◆ ACTIVITY ◆
In the passage on gene research, translate this sentence into Spanish: "He found that roughly 25% of the articles tagged by the NLM only featured 100 of the 20,000 human genes."

◆ SOURCE TEXT ◆
-=-=-=-=-

Harvard School of Medicine researcher discovers only a fraction of all known human genes are ever included in research studies

It seems every day that diagnostic test developers are announcing new genetic tests for everything from researching bloodlines to predicting vulnerability to specific chronic diseases. However, as most pathologists know, there are more than 20,000 protein-coding genes in the human genome. Thus, an overwhelming majority of genes are not being researched or studied.

That’s according to Peter Kerpedjiev, PhD, a Postdoctoral Fellow at Harvard Medical School in Boston. Kerpedjiev analyzed US National Library of Medicine (NLM) data from its PubMed database. He found that roughly 25% of the articles tagged by the NLM only featured 100 of the 20,000 human genes.

Kerpedjiev studied approximately 40,000 NLM articles that were tagged as describing the structure, function, or location of a particular gene. He then created a list of the top-10 most-studied genes of all time, which contained interesting and unforeseen disclosures.

“The list was surprising,” Kerpedjiev told Nature. “Some genes were predictable; others were completely unexpected.”

-=-=-=-=-

◆ INFORMATION SHOWN ◆
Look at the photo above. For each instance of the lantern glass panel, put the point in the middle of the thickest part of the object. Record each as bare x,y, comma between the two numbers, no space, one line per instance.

-=-=-=-=-

◆ YOUR RESPONSE ◆
Descubrió que aproximadamente el 25 % de los artículos etiquetados por la NLM solo trataban 100 de los 20.000 genes humanos.